═══ EXTRAIT DU TEXTE ═══

Homélie quatrième dimanche de l’Avent B.

Première lecture : 2 S 7, 1-16 ; Psaume responsorial : 89(88)
Deuxième lecture : Rm 16, 25-27 ; Evangile : Lc 1, 26-38).

Les grandes figures marquant la période de l’attente du Messie appartiennent à l’Ancien Testament. Mais à la plénitude des temps (Ga 4, 4), parmi les noms qui vont s’imposer, l’un des plus décisifs, c’est Joseph, visage charnière assurant le passage entre l’Ancien et le Nouveau Testament, et la connexion entre David et Jésus. Même si l’Evangile proposé aujourd’hui l’occulte notoirement sous la prestance du oui de Marie, il n’est pourtant pas difficile de faire reluire la figure de Joseph en partant du même texte. En pensant au rôle incontournable et paradigmatique joué par Joseph dans l’histoire du salut, en tenant aussi compte de la remise en valeur de sa figure à travers la toute récente Lettre Apostolique du Pape François, je me propose de mettre en relief la figure de joseph, sans pour autant porter ombrage à la resplendissante figure de Marie son Epouse. N’est-ce d’ailleurs pas vrai que tous les deux sont appelés à collaborer avec Dieu pour faire advenir le Messie, chacun selon son charisme, Marie comme Mère et Joseph comme Père ? C’est justement la paternité de Joseph qui va maintenant retenir notre attention.

Joseph se trouve indirectement mais clairement impliqué dans la deuxième lecture de ce jour lorsque Paul développe la notion de Mystère comme un plan resté caché à l’homme qui ne peut y accéder que si Dieu le lui révèle ou le réalise. Or, le mystère, le plan caché, c’est le salut de l’homme.

═══ DONNÉES SOURCES ═══

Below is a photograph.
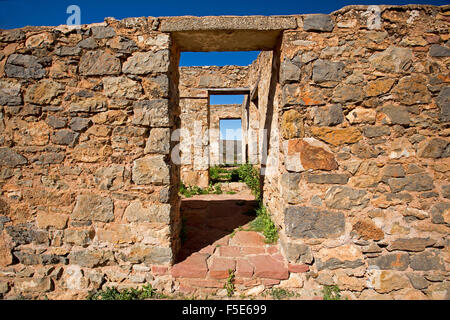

═══

CONSIGNES:
1) D'après l'homélie, quelle figure assure le passage entre l'Ancien et le Nouveau Testament ?
2) Poursuivez l'homélie du quatrième dimanche de l'Avent à partir de l'endroit où elle s'interrompt.
Les données n'ont aucun rapport avec l'homélie.

RÉPONSES PAR CONSIGNE:
1) Joseph.

2)
De plus, le salut en question, Dieu veut en faire une œuvre conjointe entre lui-même, Dieu, et l’homme, dans le déroulement d’une histoire humaine. Et c’est pour la réalisation de cette œuvre, de ce mystère, que Dieu décide de choisir des hommes pour collaborer avec lui.

Pour commencer par la fin, disons que le Mystère en question est déjà réalisé dans la vie, l’œuvre, les Paroles, la Mort et la Résurrection du Christ, en sorte que la carrière terrestre de Jésus revient à la réalisation de tout ce qui était contenu dans les Saintes Ecritures comme dispositions préalables. Celles-ci autorisent à aller lire en amont l’histoire de Jésus, et c’est dans cette lecture que nous interceptons, entre autres, la figure de Joseph comme un membre éminent de l’ascendance du Messie où, en queue de liste, il joue le rôle incontournable de père de Jésus.

L’Evangile d’aujourd’hui appelle Jésus successivement “Fils du Très-Haut” et “Fils de David”. Comment justifier ce dernier titre ? Eh bien, il se justifie simplement par le fait que Joseph, le père de Jésus, est descendant de David selon les généalogies dressées par les Evangélistes Matthieu et
Luc. Mais en réalité, Joseph ne se contente pas de relier en amont Jésus à David, mais il adopte fièrement la position de père de Jésus, et Jésus à son tour, celle de fils de Joseph (cf. Mt 1, 16 ; 13, 55). On le sait en outre, l’enfant ne choisit pas son père, au père l’enfant est donné. C’est dire que ce qui se passe là entre Jésus, Joseph et David relève d’une décision souveraine du Père céleste, et la décision en question, vise à réaliser le mystère dont nous avons parlé et qui constitue Joseph père de Jésus.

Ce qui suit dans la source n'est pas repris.